#### Brano estratto:
· · ·

Cosa rischia la Cina, cosa rischiano il resto del mondo e l’economia globale, per effetto dell’epidemia del coronavirus? Nella migliore delle ipotesi fra tre mesi saremo fuori dal tunnel e il bilancio dei danni sarà stato contenuto in termini ragionevoli. Come nel caso della Sars, 17 anni fa. Nella peggiore delle ipotesi… In realtà nessuno può formulare la peggiore delle ipotesi, perché ogni epidemia è un caso a parte. Tuttavia abbiamo dei precedenti storici su cui ragionare. Il più apocalittico, che cito solo come una «curiosità» storica, è la cosiddetta influenza spagnola che nel 1918-19 fece 50 milioni di morti, un’ecatombe molto superiore alle vittime della Prima guerra mondiale. Altri tempi, in cui la medicina non aveva gli strumenti di oggi.
Un paragone vale, però. La spagnola si chiama così non perché sia nata in Spagna, né perché abbia infierito con particolare violenza su quel Paese. In realtà l’epidemia scoppiò altrove e fece più vittime in altri paesi, dalla Francia agli Stati Uniti. Ma a causa della guerra tutti avevano leggi speciali per censurare la stampa e nascosero a lungo il flagello dell’influenza virale. Che divenne di dominio pubblico solo quando ne morì il re di Spagna, Alfonso XIII. La Spagna era neutrale e da lì cominciarono a diffondersi le informazioni.
Questo ci ricorda un punto debole nella risposta cinese: com’era accaduto nel 2003 con la Sars, anche stavolta nella Repubblica Popolare le notizie sul coronavirus sono state nascoste. Nel 2003 ci fu una censura che fece ritardare i provvedimenti sanitari di ben tre mesi, questa volta forse il ritardo è stato «solo» di un mese. Ma tutto ciò che sta facendo Xi Jinping viene visto con sospetto da una popolazione abituata a ricevere notizie manipolate dalla propaganda di regime.
Alcune proteste di cittadini cinesi che sono riusciti ad aggirare le barriere della censura, evocano addirittura una «sindrome Cernobyl», dal nome della catastrofe nucleare che avvenne in Unione sovietica nel 1986, fu a lungo nascosta dalle autorità, e in qualche modo segnò «l’inizio della fine» per il regime comunista. Il paragone è eccessivo, sotto ogni punto di vista: dal bilancio delle vittime alle colpe del governo. Però anche l’esagerazione è indicativa; quando una società non ha mezzi di esprimere le proprie critiche liberamente e pubblicamente, è come una pentola a pressione senza valvola di sfogo.

· · ·

#### Sezione dati:
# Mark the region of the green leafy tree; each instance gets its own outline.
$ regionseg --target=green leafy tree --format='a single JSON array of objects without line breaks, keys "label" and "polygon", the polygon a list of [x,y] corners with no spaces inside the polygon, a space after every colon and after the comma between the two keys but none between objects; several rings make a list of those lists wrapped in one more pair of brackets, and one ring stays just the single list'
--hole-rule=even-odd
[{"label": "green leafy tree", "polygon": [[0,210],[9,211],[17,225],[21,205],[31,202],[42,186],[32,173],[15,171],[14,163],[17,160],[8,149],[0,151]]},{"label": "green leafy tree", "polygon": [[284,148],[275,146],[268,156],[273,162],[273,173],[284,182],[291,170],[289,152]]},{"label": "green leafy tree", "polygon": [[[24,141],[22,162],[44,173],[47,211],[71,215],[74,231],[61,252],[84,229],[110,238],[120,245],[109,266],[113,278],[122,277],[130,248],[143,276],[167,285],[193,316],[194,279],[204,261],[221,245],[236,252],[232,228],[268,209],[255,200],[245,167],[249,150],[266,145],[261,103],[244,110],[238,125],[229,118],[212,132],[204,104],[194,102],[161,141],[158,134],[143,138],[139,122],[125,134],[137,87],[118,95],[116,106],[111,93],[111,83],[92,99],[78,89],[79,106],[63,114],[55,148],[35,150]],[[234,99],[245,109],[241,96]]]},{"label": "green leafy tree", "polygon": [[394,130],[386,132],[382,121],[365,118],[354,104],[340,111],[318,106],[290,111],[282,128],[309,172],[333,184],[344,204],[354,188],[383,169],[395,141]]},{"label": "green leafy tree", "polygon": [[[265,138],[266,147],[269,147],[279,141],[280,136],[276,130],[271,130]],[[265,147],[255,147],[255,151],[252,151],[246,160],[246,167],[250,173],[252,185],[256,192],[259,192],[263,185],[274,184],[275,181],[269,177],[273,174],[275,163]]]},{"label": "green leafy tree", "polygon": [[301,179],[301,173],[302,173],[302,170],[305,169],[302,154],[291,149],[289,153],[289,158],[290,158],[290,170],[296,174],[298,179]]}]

· · ·

#### Il tuo compito:
Cita alla lettera, dal brano sull'epidemia di coronavirus, la parte che comincia con "Alcune proteste di" e prosegue fino a "valvola di sfogo.".

#### Soluzione dell'esercizio:
Alcune proteste di cittadini cinesi che sono riusciti ad aggirare le barriere della censura, evocano addirittura una «sindrome Cernobyl», dal nome della catastrofe nucleare che avvenne in Unione sovietica nel 1986, fu a lungo nascosta dalle autorità, e in qualche modo segnò «l’inizio della fine» per il regime comunista. Il paragone è eccessivo, sotto ogni punto di vista: dal bilancio delle vittime alle colpe del governo. Però anche l’esagerazione è indicativa; quando una società non ha mezzi di esprimere le proprie critiche liberamente e pubblicamente, è come una pentola a pressione senza valvola di sfogo.